◆ **WHAT IS ASKED**
Extract every line of the records below that contains the word "windshield", matching case exactly.

◆ **DATA SUPPLIED**

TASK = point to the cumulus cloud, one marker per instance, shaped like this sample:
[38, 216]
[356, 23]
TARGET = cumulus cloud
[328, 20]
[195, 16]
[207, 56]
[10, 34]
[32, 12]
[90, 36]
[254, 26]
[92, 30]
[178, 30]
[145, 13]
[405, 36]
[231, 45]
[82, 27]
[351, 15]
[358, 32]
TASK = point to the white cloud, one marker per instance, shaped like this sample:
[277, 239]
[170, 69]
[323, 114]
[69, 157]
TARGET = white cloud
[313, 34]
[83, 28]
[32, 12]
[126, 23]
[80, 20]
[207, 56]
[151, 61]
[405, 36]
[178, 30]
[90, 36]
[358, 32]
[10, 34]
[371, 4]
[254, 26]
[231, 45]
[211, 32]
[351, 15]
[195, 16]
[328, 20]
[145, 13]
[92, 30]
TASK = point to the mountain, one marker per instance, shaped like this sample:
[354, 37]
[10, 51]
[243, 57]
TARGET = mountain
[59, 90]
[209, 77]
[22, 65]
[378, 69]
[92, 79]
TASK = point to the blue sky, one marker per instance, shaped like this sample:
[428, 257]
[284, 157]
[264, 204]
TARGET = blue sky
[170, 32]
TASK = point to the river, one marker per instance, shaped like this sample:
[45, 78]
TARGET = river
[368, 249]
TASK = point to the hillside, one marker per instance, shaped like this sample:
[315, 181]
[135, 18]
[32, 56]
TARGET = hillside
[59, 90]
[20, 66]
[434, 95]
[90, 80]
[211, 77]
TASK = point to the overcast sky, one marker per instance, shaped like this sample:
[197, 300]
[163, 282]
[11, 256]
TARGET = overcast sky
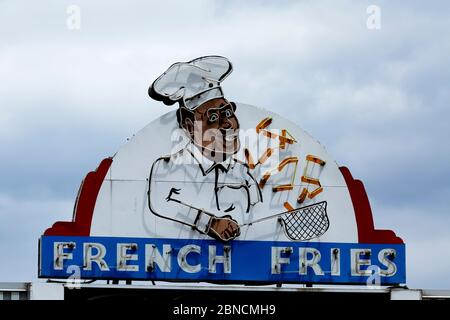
[378, 99]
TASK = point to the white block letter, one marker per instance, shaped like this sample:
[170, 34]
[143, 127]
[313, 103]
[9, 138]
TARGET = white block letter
[225, 259]
[182, 262]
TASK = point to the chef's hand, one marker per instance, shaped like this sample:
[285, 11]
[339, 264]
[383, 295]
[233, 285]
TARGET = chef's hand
[224, 228]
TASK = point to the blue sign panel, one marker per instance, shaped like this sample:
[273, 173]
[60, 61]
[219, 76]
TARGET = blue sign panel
[210, 260]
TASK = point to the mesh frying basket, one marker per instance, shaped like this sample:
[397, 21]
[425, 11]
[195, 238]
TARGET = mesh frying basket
[307, 222]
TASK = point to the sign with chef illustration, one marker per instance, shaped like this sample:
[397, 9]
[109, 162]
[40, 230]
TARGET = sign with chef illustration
[223, 192]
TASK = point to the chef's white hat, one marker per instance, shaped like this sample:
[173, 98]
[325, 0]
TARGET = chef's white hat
[192, 83]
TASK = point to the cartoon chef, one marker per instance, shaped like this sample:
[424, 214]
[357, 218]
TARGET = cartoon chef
[202, 186]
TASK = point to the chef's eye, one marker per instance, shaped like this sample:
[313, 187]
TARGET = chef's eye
[213, 117]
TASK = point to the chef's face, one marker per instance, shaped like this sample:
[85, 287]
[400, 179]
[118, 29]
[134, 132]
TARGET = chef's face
[214, 128]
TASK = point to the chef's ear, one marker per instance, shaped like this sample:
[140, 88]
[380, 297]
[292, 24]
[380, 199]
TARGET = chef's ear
[233, 105]
[185, 119]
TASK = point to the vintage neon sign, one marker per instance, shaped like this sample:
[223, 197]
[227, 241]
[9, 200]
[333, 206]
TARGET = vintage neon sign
[223, 192]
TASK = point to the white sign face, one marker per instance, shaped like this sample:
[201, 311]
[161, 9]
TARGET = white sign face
[221, 191]
[160, 183]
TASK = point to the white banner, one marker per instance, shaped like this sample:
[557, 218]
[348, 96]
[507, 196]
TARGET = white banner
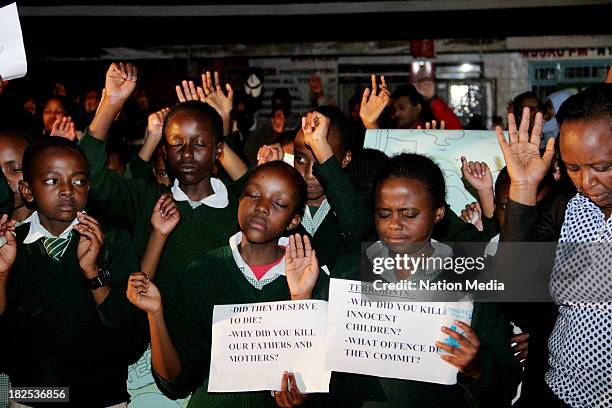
[253, 344]
[375, 333]
[445, 147]
[13, 62]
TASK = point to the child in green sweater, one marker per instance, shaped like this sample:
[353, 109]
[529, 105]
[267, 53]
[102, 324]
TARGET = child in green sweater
[63, 316]
[255, 267]
[409, 201]
[192, 134]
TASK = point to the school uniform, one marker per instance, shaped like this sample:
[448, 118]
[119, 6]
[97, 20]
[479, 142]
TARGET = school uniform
[220, 277]
[206, 224]
[53, 332]
[342, 221]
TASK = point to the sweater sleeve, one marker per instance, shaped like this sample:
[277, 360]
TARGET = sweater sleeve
[6, 196]
[443, 112]
[190, 334]
[500, 371]
[140, 169]
[120, 199]
[116, 312]
[345, 201]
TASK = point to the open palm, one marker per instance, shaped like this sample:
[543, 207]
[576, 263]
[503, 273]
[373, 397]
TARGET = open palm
[522, 153]
[120, 80]
[301, 267]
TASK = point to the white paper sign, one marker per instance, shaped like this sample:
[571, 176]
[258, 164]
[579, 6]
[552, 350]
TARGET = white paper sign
[381, 336]
[445, 147]
[253, 344]
[13, 62]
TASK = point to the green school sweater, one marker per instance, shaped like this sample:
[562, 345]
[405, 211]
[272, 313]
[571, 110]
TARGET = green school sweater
[501, 372]
[131, 203]
[213, 280]
[54, 333]
[349, 220]
[6, 196]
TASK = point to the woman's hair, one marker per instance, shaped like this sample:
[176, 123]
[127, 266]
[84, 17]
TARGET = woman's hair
[200, 110]
[415, 167]
[296, 180]
[592, 103]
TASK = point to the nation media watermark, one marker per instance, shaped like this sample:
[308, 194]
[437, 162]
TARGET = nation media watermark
[39, 394]
[483, 272]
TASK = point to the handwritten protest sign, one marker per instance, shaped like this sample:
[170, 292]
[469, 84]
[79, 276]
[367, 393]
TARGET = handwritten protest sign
[13, 62]
[381, 335]
[445, 147]
[253, 344]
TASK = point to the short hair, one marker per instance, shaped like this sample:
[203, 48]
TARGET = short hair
[415, 167]
[410, 91]
[34, 150]
[340, 122]
[296, 180]
[202, 111]
[592, 103]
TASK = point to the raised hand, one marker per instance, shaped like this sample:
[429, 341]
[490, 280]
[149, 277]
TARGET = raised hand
[466, 356]
[301, 267]
[433, 125]
[64, 127]
[142, 293]
[166, 215]
[526, 167]
[214, 95]
[472, 214]
[90, 244]
[189, 92]
[8, 247]
[373, 103]
[477, 174]
[289, 396]
[267, 153]
[315, 126]
[120, 81]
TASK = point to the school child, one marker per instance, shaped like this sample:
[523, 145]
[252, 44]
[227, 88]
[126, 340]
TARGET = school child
[64, 317]
[409, 201]
[258, 265]
[336, 216]
[12, 146]
[191, 143]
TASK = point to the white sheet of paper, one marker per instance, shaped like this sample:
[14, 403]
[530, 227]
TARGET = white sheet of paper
[380, 336]
[253, 344]
[13, 62]
[445, 147]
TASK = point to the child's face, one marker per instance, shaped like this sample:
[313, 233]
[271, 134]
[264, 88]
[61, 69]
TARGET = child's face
[11, 153]
[59, 187]
[404, 215]
[267, 206]
[305, 159]
[190, 149]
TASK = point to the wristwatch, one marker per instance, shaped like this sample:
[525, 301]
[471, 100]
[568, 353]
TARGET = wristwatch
[103, 279]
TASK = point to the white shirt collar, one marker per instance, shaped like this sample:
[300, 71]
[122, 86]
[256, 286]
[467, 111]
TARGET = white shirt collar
[219, 199]
[278, 269]
[37, 231]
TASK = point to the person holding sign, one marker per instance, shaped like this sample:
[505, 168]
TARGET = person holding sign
[258, 265]
[409, 201]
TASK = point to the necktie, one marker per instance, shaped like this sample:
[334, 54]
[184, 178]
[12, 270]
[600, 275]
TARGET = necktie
[56, 247]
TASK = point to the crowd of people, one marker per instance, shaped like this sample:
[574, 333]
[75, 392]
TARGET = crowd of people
[121, 229]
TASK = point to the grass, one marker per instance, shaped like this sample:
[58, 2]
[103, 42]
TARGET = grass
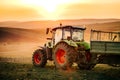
[16, 71]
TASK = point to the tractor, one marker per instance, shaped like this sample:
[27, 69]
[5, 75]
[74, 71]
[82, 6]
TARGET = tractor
[67, 46]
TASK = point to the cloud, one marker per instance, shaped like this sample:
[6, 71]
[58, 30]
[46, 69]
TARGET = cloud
[92, 11]
[18, 13]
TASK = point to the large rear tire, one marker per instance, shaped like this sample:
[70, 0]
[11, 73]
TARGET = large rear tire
[64, 55]
[39, 58]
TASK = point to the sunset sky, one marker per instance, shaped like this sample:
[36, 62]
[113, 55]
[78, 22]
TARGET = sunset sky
[24, 10]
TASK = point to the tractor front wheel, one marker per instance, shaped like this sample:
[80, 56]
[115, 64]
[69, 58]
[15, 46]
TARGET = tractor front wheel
[39, 58]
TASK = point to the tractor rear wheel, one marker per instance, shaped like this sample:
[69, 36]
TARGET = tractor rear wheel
[39, 58]
[64, 55]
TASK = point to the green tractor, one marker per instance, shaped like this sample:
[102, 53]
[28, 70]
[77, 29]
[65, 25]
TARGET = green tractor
[67, 46]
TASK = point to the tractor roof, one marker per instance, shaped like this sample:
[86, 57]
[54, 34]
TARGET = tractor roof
[69, 27]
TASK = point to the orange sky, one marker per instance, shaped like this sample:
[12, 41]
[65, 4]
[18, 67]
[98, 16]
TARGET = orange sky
[22, 10]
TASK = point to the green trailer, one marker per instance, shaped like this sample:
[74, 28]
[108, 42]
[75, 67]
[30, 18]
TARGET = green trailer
[105, 47]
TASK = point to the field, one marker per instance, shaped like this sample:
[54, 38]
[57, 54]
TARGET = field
[18, 41]
[15, 71]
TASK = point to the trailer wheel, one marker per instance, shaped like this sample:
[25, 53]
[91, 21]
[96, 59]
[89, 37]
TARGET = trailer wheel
[39, 58]
[63, 56]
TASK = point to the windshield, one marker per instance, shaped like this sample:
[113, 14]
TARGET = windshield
[77, 35]
[66, 34]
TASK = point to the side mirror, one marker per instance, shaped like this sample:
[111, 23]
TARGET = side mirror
[49, 38]
[48, 30]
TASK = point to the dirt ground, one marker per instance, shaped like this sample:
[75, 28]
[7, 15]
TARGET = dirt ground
[15, 71]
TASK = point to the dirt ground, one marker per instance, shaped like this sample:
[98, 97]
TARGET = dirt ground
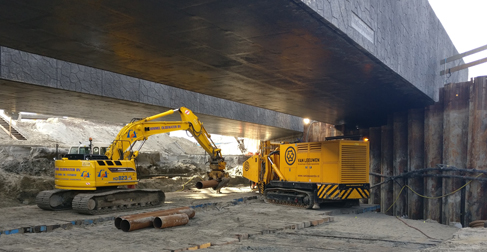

◆ **ANSWER FOR THIS EXERCISE**
TASK = point to the windshield, one marker per instance, shaped like this sample:
TARGET = windshield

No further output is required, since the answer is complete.